◆ WHAT YOU NEED TO DO
Please swap "thickest" for "widest" throughout these items and leave everything else unchanged.

****************

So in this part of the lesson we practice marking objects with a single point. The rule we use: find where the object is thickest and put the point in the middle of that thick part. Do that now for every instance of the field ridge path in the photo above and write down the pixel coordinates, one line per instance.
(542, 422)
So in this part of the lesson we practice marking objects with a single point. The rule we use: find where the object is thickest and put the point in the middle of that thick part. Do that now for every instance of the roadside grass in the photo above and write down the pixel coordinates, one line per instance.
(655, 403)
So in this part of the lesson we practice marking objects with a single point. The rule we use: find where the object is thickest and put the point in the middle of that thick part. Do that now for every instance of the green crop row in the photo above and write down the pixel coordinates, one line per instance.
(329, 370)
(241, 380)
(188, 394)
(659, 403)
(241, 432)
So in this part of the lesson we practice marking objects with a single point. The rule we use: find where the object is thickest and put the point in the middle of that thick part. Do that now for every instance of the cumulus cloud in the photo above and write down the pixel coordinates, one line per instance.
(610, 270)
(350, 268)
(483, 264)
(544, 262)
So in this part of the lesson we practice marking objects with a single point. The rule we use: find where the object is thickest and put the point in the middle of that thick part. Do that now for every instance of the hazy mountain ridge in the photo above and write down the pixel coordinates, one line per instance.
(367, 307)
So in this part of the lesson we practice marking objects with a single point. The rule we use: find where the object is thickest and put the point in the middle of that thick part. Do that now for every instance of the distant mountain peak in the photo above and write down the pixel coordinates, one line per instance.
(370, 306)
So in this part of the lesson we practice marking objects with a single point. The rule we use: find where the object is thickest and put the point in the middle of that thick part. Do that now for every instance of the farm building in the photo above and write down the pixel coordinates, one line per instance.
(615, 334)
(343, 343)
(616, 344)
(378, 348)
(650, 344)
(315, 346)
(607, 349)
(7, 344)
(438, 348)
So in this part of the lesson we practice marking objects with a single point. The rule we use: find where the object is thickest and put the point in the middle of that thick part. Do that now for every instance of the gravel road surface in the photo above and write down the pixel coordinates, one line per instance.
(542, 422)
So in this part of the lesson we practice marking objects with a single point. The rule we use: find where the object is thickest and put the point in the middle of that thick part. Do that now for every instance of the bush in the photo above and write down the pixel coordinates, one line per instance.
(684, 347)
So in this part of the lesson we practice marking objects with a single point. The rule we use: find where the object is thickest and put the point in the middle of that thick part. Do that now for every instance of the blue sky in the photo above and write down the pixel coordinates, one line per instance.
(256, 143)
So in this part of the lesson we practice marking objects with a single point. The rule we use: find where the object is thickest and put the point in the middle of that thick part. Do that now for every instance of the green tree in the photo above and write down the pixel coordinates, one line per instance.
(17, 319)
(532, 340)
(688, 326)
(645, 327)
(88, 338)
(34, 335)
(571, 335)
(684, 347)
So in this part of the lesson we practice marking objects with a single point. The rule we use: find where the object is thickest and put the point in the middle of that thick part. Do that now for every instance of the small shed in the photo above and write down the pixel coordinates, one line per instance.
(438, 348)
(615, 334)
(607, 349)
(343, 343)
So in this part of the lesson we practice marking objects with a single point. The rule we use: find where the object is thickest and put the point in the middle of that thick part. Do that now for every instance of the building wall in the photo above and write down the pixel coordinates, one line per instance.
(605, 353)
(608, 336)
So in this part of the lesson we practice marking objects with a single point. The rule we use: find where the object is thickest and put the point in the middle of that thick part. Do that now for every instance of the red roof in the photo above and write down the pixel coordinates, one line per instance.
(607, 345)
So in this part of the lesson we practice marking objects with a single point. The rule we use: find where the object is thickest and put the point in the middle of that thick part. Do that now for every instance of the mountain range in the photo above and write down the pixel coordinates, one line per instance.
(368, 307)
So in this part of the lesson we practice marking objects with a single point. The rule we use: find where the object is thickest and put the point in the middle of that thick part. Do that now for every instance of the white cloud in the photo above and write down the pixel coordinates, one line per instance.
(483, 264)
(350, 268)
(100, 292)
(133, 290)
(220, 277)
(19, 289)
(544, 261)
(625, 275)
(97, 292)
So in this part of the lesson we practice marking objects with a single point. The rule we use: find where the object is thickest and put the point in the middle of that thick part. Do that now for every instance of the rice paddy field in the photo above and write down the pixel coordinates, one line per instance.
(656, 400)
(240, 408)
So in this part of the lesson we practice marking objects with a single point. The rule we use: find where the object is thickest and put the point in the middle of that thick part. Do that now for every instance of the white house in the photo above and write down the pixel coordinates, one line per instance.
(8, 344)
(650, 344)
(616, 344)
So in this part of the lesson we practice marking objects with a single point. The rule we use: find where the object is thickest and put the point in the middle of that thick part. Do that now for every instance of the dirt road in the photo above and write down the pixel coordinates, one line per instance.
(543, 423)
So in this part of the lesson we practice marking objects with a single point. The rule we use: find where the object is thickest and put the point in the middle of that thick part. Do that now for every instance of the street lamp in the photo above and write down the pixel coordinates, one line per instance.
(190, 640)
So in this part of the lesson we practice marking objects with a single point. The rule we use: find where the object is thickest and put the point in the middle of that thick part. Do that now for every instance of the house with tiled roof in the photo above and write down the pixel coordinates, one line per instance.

****************

◆ COMPLETED TASK
So in this part of the lesson we practice marking objects with a single point. The rule we use: find where the object is widest and put the point in the middle of that thick part. Do that now for every instance of the field ridge path in the photo above and write down the pixel coordinates, one line per instance.
(542, 422)
So in this part of the lesson we practice marking objects with a single point. The rule we use: find where the object is widest and put the point in the middle of that thick part. Do that now for every instance of the roadside grass in the photo above and write down the pixel coordinates, one line per instance.
(655, 403)
So in this part of the lesson we practice marking objects with a single point. The rule we use: find where the object is widest and put the point in the middle of that thick part. Do that now for every instance of the green crop row in the photo above and write down the pixel coordinates, one line per instance.
(329, 370)
(241, 380)
(188, 394)
(659, 403)
(241, 432)
So in this part of the lesson we practice marking objects with a single point. The rule we use: find where the object is widest and put the point in the middle of that thick part. Do that now for every instance of the cumulus cloud in the photo above and write down the pixel coordinates, one line per instance.
(610, 270)
(350, 268)
(483, 264)
(544, 262)
So in this part of the lesson we practice marking objects with a single point. The rule we use: find where the object is widest and put the point in the middle of that thick part. Do that now for every instance of the hazy mountain ridge in the photo above and write down the pixel coordinates, one line per instance.
(367, 307)
So in this part of the lesson we practice marking objects with a single point. The rule we use: find where the object is widest and put the point in the middle of that thick part. Do that now for every instance of the distant mountain peak in the photo above and write down the pixel coordinates, one line per instance.
(370, 306)
So in this part of the lesson we practice marking objects with a single point. The rule we use: find where the object is widest and put the point in the middle of that thick part. Do that now for every instance of the farm building in the photo above and write down the pixel coordinates, one line per instance.
(615, 334)
(343, 343)
(616, 344)
(378, 348)
(650, 344)
(315, 346)
(607, 349)
(7, 344)
(438, 348)
So in this part of the lesson we practice marking objects with a single point. The rule we use: find where the object is widest and put the point in the middle of that thick part. Do that now for every instance of the gravel road surface in the photo above and write down the pixel coordinates, one line per instance.
(542, 422)
So in this part of the lesson we practice marking objects with a single point. The rule we use: find where the object is widest and put the point in the middle of that thick part. Do that now for every instance of the bush in the photo above and write down the pixel coordinates, one line per instance.
(684, 347)
So in this part of the lesson we practice marking objects with a single point. The rule we use: find where the object is widest and put the point in the middle of that thick part. Do that now for every instance of the blue sky in the photo above and write down the pixel coordinates, one line per instance.
(256, 143)
So in this part of the lesson we practice marking objects with a single point. The rule we use: find where the object is widest and put the point in the middle of that thick part. Do that now for every instance of the green tree in the photo above and write down the pixel coordinates, one line per instance.
(17, 319)
(532, 340)
(688, 326)
(645, 327)
(88, 338)
(34, 335)
(571, 335)
(684, 347)
So in this part of the lesson we practice marking objects with a single point. The rule we use: find where the object is widest and put the point in the middle of that thick part. Do that now for every instance of the small shed in the photo above and write down the pixel coordinates, one line per instance.
(438, 348)
(615, 334)
(607, 349)
(343, 343)
So in this part of the lesson we practice marking objects with a single point. The rule we use: find where the object is widest and put the point in the middle of that thick part. Do that now for every instance of the building wall in the photo above and write down the pixel coordinates, one line per instance.
(605, 353)
(608, 336)
So in this part of the lesson we practice marking objects with a single point. The rule we use: find where the object is widest and put the point in the middle of that thick part. Do that now for every instance of the red roof in the photo above and write down the pixel coordinates, one line per instance.
(607, 345)
So in this part of the lesson we practice marking objects with a single point. The rule we use: find where the object is widest and put the point in the middle of that thick part. Do that now for every instance of the mountain range in the photo above and write down the pixel coordinates, one line per instance.
(368, 307)
So in this part of the lesson we practice marking objects with a single point. The rule we use: find where the object is widest and put the point in the middle of that thick part. Do that now for every instance of the white cloud in the photo above and write down the pixel coordinates, one line per instance.
(483, 264)
(350, 268)
(100, 292)
(133, 290)
(220, 277)
(19, 289)
(544, 261)
(625, 275)
(97, 292)
So in this part of the lesson we practice marking objects with a single point. The rule we use: find where the object is widest and put the point in the middle of that thick part. Do that now for every instance of the rice paddy field in the photo above and write down the pixel coordinates, one line per instance.
(656, 400)
(240, 408)
So in this part of the lesson we practice marking objects with a single point. The rule we use: find where the object is widest and put the point in the middle of that thick part. Do that now for every instance of the white house in the photo above and write down the pixel coordinates, one line per instance.
(8, 344)
(650, 344)
(616, 344)
So in this part of the lesson we practice marking objects with a single point. The rule we use: find where the object is widest and put the point in the middle of that thick part. Do that now for every instance of the dirt road in the photo above and write down the pixel coordinates, one line per instance.
(543, 423)
So in this part of the lesson we practice marking objects with a single point. The rule we use: find where the object is widest and put the point in the middle of that thick part. Do that now for every instance of the street lamp in the photo above and write down the pixel coordinates, one line per instance.
(190, 640)
So in this part of the lesson we practice marking objects with a single point. The rule we use: find where the object is widest and put the point in the middle of that thick part. Do that now for every instance of the house with tiled roof in the photo above and write down the pixel coordinates, one line per instance.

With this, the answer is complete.